▽
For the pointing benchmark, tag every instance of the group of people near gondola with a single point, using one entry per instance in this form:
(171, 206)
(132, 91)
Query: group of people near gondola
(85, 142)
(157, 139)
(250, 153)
△
_Directions for this task_.
Reproduce all of the lines above, word for word and in the same order.

_Written answer_.
For the pointing benchmark, tag every instance of the group of people near gondola with a single point, using one entry per instance in this form:
(171, 206)
(132, 91)
Query: group of people near gondola
(85, 142)
(157, 139)
(250, 153)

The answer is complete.